◆ Problem description:
Search each line of the data for the word "front"; copy every line where it is found.

Stored data entries

········

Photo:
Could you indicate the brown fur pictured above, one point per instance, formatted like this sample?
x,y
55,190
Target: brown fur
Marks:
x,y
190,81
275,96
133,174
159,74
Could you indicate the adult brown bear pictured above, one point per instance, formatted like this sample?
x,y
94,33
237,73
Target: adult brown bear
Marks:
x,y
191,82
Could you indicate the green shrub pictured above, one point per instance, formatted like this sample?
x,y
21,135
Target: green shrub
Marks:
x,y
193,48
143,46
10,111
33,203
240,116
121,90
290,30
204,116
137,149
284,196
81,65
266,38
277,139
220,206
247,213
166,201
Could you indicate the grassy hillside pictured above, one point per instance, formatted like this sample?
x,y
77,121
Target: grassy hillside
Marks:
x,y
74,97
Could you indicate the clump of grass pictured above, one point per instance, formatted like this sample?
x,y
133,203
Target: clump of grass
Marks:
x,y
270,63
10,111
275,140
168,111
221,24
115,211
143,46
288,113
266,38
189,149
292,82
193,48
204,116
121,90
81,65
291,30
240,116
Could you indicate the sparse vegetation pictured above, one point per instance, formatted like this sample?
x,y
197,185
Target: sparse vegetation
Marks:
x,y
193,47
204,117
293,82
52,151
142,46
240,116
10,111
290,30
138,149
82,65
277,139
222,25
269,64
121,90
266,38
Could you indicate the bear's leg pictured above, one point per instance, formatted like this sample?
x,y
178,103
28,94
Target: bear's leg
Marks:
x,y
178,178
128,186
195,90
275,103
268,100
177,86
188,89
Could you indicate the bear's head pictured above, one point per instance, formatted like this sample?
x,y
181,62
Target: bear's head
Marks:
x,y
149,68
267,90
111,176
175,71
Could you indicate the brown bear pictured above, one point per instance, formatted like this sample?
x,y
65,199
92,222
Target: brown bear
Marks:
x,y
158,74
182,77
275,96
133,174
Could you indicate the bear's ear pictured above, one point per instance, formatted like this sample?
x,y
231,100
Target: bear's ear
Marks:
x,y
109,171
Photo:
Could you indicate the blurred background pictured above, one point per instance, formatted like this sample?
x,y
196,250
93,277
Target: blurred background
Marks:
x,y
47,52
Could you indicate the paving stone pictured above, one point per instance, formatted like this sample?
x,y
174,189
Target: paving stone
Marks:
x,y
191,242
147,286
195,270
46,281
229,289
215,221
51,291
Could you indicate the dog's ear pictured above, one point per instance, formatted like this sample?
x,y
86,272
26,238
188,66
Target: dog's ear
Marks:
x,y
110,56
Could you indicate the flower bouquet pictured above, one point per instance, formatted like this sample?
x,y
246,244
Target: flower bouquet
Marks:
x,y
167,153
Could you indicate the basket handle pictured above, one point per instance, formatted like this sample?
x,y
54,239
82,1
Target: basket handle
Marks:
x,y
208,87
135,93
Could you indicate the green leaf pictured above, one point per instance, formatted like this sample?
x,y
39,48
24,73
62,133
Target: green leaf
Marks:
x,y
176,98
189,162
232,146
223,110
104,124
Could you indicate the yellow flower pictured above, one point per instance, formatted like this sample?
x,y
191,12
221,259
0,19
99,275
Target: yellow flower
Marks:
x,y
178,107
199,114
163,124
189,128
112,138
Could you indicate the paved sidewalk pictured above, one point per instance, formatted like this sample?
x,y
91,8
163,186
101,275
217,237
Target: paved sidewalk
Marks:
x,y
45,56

········

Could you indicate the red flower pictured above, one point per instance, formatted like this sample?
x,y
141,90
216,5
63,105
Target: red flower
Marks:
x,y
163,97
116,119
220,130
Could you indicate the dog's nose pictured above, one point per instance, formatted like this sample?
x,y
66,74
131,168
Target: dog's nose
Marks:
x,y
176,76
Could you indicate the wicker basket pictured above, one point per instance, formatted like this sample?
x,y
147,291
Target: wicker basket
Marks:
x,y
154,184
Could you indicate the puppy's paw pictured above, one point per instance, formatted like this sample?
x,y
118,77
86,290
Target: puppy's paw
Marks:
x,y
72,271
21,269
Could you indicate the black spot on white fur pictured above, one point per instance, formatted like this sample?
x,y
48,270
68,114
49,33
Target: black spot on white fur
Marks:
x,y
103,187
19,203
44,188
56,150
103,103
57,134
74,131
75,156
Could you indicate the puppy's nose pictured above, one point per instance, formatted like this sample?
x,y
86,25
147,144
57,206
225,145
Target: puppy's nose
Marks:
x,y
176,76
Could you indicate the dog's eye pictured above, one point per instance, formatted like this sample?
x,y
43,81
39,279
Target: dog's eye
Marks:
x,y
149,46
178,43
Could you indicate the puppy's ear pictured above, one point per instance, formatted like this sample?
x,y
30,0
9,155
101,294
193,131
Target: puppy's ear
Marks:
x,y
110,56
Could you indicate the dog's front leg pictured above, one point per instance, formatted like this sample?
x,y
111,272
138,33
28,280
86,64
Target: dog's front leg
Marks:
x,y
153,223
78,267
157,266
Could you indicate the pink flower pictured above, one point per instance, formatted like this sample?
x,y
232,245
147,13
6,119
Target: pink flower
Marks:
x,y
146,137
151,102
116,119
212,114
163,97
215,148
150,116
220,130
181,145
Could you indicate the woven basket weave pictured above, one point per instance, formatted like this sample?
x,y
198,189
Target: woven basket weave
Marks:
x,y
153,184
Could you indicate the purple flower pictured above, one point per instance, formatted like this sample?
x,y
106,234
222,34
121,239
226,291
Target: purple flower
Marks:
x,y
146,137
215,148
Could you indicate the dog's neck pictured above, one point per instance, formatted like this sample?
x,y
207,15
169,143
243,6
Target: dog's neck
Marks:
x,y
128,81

········

◆ Problem solution:
Could you indicate the dog's front leg pictured above, one point per instance, formatted like this sample?
Target: dog's front leg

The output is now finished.